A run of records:
☆ ☆ ☆
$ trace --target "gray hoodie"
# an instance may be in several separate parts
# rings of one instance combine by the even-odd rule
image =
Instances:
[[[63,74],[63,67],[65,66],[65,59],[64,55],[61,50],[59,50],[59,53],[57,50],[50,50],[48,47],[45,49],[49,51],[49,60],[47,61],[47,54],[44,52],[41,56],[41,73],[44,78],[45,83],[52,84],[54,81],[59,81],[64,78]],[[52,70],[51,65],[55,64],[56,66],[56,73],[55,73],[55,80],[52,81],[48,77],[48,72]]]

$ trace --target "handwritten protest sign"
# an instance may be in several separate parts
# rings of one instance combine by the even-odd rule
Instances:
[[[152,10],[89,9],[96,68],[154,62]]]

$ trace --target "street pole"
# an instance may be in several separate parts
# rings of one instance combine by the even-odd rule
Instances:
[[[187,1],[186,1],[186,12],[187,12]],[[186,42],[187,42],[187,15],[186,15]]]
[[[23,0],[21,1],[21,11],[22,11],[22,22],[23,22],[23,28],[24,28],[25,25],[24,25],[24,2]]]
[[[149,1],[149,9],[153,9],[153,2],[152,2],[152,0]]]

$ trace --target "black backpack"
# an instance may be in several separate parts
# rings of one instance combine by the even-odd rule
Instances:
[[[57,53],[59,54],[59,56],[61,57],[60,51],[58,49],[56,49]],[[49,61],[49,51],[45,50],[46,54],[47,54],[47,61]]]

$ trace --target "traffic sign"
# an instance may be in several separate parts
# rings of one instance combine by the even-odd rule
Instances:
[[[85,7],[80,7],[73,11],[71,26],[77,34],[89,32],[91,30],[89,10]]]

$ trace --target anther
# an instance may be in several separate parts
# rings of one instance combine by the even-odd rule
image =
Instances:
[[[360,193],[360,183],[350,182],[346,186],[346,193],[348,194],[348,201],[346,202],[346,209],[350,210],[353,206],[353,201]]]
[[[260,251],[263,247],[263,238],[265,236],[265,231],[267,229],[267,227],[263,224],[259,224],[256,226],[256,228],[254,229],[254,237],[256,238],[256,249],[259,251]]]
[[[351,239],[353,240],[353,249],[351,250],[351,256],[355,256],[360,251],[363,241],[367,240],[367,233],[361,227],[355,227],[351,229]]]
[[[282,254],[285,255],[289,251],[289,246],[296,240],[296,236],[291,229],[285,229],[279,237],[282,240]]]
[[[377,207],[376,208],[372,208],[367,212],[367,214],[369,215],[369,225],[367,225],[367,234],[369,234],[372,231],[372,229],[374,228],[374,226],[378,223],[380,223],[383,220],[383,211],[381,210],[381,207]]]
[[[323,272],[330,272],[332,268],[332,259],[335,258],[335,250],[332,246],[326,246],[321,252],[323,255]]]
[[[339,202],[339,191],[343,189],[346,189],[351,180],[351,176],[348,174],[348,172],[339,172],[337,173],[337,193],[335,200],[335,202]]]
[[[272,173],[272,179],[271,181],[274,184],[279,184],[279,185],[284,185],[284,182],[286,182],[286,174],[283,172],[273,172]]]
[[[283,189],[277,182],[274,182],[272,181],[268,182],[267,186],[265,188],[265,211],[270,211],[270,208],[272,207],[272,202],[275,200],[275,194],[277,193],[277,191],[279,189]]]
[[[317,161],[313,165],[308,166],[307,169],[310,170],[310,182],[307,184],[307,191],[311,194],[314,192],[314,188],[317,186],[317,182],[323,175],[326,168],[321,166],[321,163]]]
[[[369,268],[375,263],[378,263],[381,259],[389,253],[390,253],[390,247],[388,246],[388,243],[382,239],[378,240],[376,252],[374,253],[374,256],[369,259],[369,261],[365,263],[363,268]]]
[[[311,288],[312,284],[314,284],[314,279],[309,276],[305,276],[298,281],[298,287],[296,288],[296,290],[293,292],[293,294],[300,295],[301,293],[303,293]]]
☆ ☆ ☆
[What you should do] Can you output all of the rows above again, character for character?

[Final result]
$ trace --target "gray hoodie"
# an instance may be in several separate parts
# rings of one instance combine by the even-odd rule
image =
Instances:
[[[63,74],[63,67],[65,66],[65,59],[64,55],[61,50],[59,50],[59,53],[57,50],[50,50],[48,47],[45,49],[49,51],[49,60],[47,61],[47,54],[44,52],[41,56],[41,73],[44,78],[45,83],[52,84],[54,81],[59,81],[64,78]],[[52,70],[51,65],[55,64],[56,66],[56,73],[55,73],[55,80],[52,81],[48,77],[48,72]]]

$ trace --target "handwritten protest sign"
# an instance may be in several separate parts
# rings of one instance combine by the even-odd rule
Instances:
[[[152,10],[89,9],[96,68],[154,62]]]

$ trace --target "street pole"
# an instance may be in several separate parts
# rings of one instance combine by the even-odd rule
Instances:
[[[187,1],[186,1],[186,12],[187,12]],[[186,42],[187,42],[187,15],[186,15]]]
[[[23,0],[21,1],[21,11],[22,11],[22,22],[23,22],[23,28],[24,28],[25,25],[24,25],[24,2]]]
[[[149,1],[149,9],[153,9],[153,2],[152,2],[152,0]]]

$ trace --target "black backpack"
# an instance may be in several separate parts
# rings of one instance combine by the even-odd rule
Instances:
[[[57,53],[59,54],[59,56],[61,57],[60,51],[58,49],[56,49]],[[49,61],[49,51],[45,50],[46,54],[47,54],[47,61]]]

$ trace --target "traffic sign"
# an instance may be in several separate parts
# rings of one instance combine by the even-odd rule
Instances:
[[[85,7],[80,7],[73,11],[71,26],[77,34],[89,32],[91,30],[89,10]]]

$ trace --target anther
# an instance may be in several separate parts
# rings of one instance combine by the even-odd rule
image =
Instances:
[[[360,193],[360,183],[350,182],[346,186],[346,193],[348,194],[348,201],[346,202],[346,209],[350,210],[353,206],[353,201]]]
[[[260,251],[263,247],[263,238],[265,236],[265,231],[267,229],[267,227],[263,224],[259,224],[256,226],[256,228],[254,229],[254,237],[256,238],[256,249],[259,251]]]
[[[351,239],[353,240],[353,249],[351,250],[351,256],[355,256],[360,251],[363,241],[367,240],[367,233],[361,227],[355,227],[351,229]]]
[[[282,254],[285,255],[289,251],[289,246],[296,240],[296,236],[291,229],[285,229],[279,237],[282,240]]]
[[[377,207],[376,208],[372,208],[367,212],[367,214],[369,215],[369,225],[367,225],[367,234],[369,234],[372,231],[372,229],[374,228],[374,226],[378,223],[380,223],[383,220],[383,211],[381,210],[381,207]]]
[[[323,272],[330,272],[332,268],[332,259],[335,258],[335,250],[332,246],[326,246],[321,252],[323,255]]]
[[[339,202],[339,191],[343,189],[346,189],[351,180],[351,176],[348,174],[348,172],[339,172],[337,173],[337,193],[335,200],[335,202]]]
[[[272,173],[272,179],[271,181],[274,184],[279,184],[279,185],[284,185],[284,182],[286,182],[286,174],[283,172],[273,172]]]
[[[283,189],[277,182],[274,182],[272,181],[268,182],[267,186],[265,188],[265,211],[270,211],[270,208],[272,207],[272,202],[275,200],[275,194],[277,193],[277,191],[279,189]]]
[[[317,161],[313,165],[308,166],[307,169],[310,170],[310,182],[307,184],[307,191],[311,194],[314,192],[314,188],[317,186],[317,182],[323,175],[326,168],[321,166],[321,163]]]
[[[369,268],[375,263],[378,263],[381,259],[389,253],[390,253],[390,247],[388,246],[388,243],[382,239],[378,240],[376,252],[374,253],[374,256],[369,259],[369,261],[365,263],[363,268]]]
[[[311,288],[312,284],[314,284],[314,279],[309,276],[305,276],[298,281],[298,287],[296,288],[296,290],[293,292],[293,294],[300,295],[301,293],[303,293]]]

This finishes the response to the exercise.